Within these entries, how many lines contain the word "green"? Answer with the number alone.
+++ Data provided +++
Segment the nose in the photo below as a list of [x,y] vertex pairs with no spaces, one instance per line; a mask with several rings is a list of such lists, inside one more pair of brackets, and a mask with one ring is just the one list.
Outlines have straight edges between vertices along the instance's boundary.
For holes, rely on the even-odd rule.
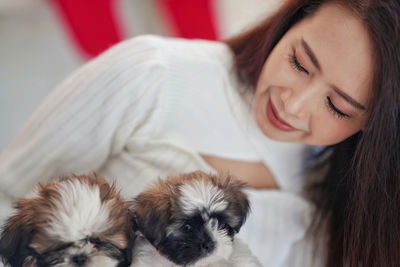
[[72,262],[77,266],[83,266],[87,262],[88,257],[84,254],[75,255],[72,258]]
[[316,98],[320,92],[318,85],[308,84],[303,88],[286,89],[281,99],[287,114],[303,118],[308,111],[317,103]]

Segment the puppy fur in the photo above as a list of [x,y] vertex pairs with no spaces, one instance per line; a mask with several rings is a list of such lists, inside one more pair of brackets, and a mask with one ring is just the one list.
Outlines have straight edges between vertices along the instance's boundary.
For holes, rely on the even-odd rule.
[[[133,266],[150,259],[152,266],[206,266],[234,258],[234,248],[242,247],[234,236],[249,213],[243,188],[229,175],[201,171],[159,180],[133,201],[135,229],[143,235]],[[246,266],[261,266],[249,251],[242,255],[254,263]]]
[[97,175],[40,184],[5,224],[10,266],[129,266],[135,235],[129,202]]

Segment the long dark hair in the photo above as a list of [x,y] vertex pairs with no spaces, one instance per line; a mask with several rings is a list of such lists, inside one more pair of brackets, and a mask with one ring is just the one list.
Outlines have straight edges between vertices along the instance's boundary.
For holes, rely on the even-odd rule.
[[399,266],[400,1],[288,0],[259,26],[226,43],[240,80],[254,89],[282,36],[327,2],[349,9],[364,23],[375,69],[365,129],[325,150],[325,177],[310,194],[318,207],[314,225],[327,227],[328,267]]

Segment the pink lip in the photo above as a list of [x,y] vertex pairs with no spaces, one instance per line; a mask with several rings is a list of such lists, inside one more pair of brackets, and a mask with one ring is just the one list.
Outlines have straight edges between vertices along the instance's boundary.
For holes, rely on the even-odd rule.
[[286,121],[282,120],[278,112],[276,111],[276,108],[274,104],[272,103],[271,99],[268,100],[267,104],[267,117],[271,124],[278,128],[279,130],[285,131],[285,132],[293,132],[293,131],[298,131],[298,129],[294,128],[292,125],[287,123]]

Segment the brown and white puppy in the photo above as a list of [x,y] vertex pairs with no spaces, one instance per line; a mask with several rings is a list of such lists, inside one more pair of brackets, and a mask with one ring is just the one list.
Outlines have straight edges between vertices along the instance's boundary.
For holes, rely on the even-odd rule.
[[41,184],[20,200],[0,239],[6,266],[129,266],[132,213],[104,179],[74,176]]
[[134,200],[132,266],[261,266],[234,238],[249,212],[243,187],[201,171],[159,180]]

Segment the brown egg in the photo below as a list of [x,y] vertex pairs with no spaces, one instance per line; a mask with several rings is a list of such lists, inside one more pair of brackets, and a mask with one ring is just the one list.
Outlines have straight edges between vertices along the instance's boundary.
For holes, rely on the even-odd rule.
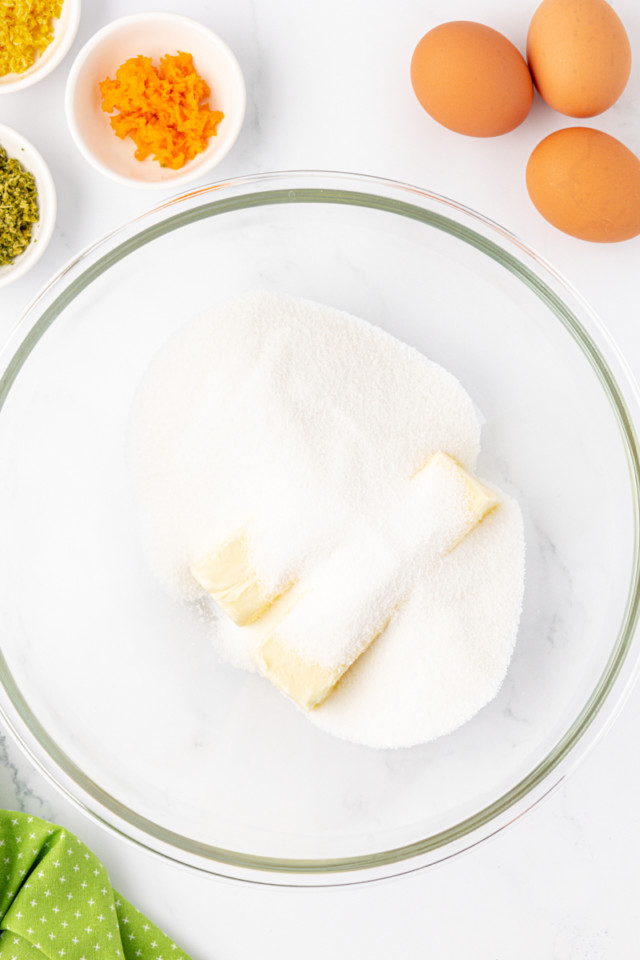
[[594,117],[624,90],[631,47],[605,0],[543,0],[529,26],[527,59],[549,106],[569,117]]
[[468,20],[425,34],[411,60],[411,83],[434,120],[470,137],[513,130],[533,101],[528,67],[514,45]]
[[640,234],[640,160],[600,130],[545,137],[529,157],[527,189],[542,216],[573,237],[615,243]]

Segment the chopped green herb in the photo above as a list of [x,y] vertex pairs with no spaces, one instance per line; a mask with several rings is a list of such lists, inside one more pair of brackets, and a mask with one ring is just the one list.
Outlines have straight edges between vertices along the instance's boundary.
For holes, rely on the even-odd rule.
[[24,253],[38,218],[35,177],[0,146],[0,267]]

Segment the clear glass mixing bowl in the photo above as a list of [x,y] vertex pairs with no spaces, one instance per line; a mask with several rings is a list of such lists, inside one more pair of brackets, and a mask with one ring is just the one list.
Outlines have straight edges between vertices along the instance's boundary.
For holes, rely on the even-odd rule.
[[[480,473],[520,500],[515,656],[499,696],[443,739],[375,751],[321,733],[220,663],[150,572],[132,397],[173,331],[256,288],[348,310],[451,370],[485,418]],[[211,873],[350,883],[467,849],[566,776],[636,672],[637,419],[633,380],[575,291],[450,200],[309,172],[170,200],[74,260],[4,350],[5,722],[91,815]]]

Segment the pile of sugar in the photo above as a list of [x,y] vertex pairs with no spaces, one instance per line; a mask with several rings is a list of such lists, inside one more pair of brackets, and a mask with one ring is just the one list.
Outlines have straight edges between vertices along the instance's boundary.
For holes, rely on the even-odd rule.
[[[375,526],[371,518],[358,524],[300,581],[299,599],[276,627],[281,644],[333,670],[351,664],[393,620],[475,523],[466,483],[448,464],[436,458],[405,479]],[[281,603],[291,606],[288,598]]]
[[[150,561],[174,596],[197,599],[189,564],[246,527],[264,583],[298,580],[293,604],[358,531],[375,540],[433,453],[473,472],[479,444],[468,395],[413,348],[308,301],[236,299],[165,345],[136,400],[132,464]],[[370,566],[354,563],[336,593],[361,590]],[[428,577],[414,578],[390,625],[309,719],[376,747],[455,729],[504,679],[523,580],[520,511],[503,497]],[[273,614],[240,628],[211,603],[211,620],[221,655],[255,669]]]

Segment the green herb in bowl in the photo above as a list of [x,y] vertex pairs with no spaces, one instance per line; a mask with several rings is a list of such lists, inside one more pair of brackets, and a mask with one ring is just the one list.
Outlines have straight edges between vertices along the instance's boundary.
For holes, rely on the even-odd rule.
[[24,253],[39,217],[35,177],[0,146],[0,266]]

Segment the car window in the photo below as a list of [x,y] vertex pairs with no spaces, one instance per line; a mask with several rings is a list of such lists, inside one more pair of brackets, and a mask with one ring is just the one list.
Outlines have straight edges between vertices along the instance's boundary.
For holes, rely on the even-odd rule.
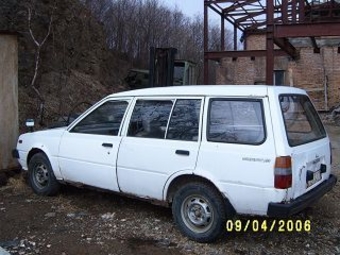
[[171,100],[137,100],[128,136],[164,138],[172,105]]
[[212,99],[208,141],[260,144],[265,139],[261,100]]
[[126,101],[108,101],[81,120],[70,132],[117,136],[127,106]]
[[280,95],[280,105],[290,146],[326,137],[320,117],[304,95]]
[[172,111],[166,138],[172,140],[197,141],[200,99],[179,99]]

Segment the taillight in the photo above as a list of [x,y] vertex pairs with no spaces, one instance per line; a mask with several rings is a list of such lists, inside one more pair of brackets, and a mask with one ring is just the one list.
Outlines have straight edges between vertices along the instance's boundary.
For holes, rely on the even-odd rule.
[[276,158],[274,175],[276,189],[288,189],[292,186],[292,159],[290,156]]
[[333,152],[332,152],[332,144],[329,142],[329,153],[330,153],[330,164],[333,163]]

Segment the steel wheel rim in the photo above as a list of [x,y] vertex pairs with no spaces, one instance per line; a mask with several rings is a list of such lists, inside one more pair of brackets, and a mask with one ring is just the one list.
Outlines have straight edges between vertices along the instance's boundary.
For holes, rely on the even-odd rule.
[[181,216],[185,225],[195,233],[207,232],[215,218],[215,212],[208,200],[201,195],[187,197],[181,205]]
[[36,164],[33,169],[33,181],[35,186],[43,189],[48,185],[49,175],[47,166],[43,163]]

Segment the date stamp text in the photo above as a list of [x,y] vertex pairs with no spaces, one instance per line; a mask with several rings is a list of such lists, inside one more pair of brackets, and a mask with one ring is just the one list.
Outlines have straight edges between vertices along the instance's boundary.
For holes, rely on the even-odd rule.
[[310,232],[310,220],[227,220],[227,232]]

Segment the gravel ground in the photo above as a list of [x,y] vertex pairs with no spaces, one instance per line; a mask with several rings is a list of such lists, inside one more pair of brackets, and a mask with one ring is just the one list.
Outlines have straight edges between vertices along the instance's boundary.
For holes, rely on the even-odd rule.
[[[340,177],[340,128],[327,125],[327,130],[332,138],[333,173]],[[260,223],[259,229],[228,232],[216,243],[200,244],[179,233],[168,208],[69,186],[58,196],[40,197],[17,175],[0,187],[0,247],[16,255],[340,255],[339,201],[338,183],[313,207],[290,218],[291,231],[287,221],[279,232],[278,221],[270,231],[273,219],[239,217],[243,226]],[[264,225],[261,228],[263,222],[266,230]],[[0,255],[6,254],[4,250]]]

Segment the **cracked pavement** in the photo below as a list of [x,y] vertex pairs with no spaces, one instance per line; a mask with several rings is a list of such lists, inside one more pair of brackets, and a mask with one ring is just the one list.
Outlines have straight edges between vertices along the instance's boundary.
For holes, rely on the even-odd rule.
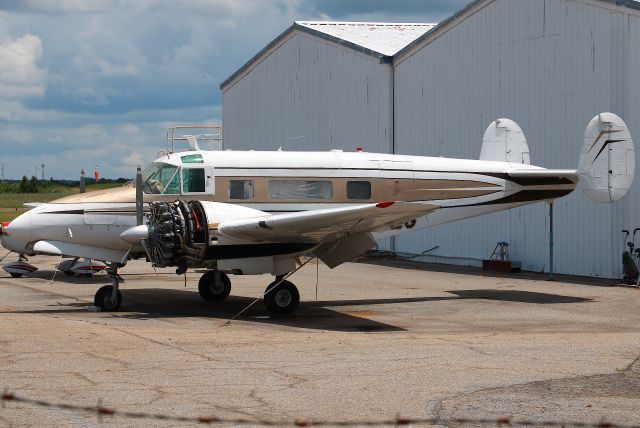
[[[0,271],[0,388],[54,402],[261,419],[498,417],[640,420],[640,290],[607,280],[492,275],[415,262],[310,264],[301,307],[266,317],[268,276],[231,277],[208,304],[199,274],[133,261],[123,308],[89,312],[108,283],[58,258]],[[417,269],[415,269],[417,268]],[[431,270],[426,270],[429,268]],[[0,426],[169,426],[6,403]]]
+++
Task output: 2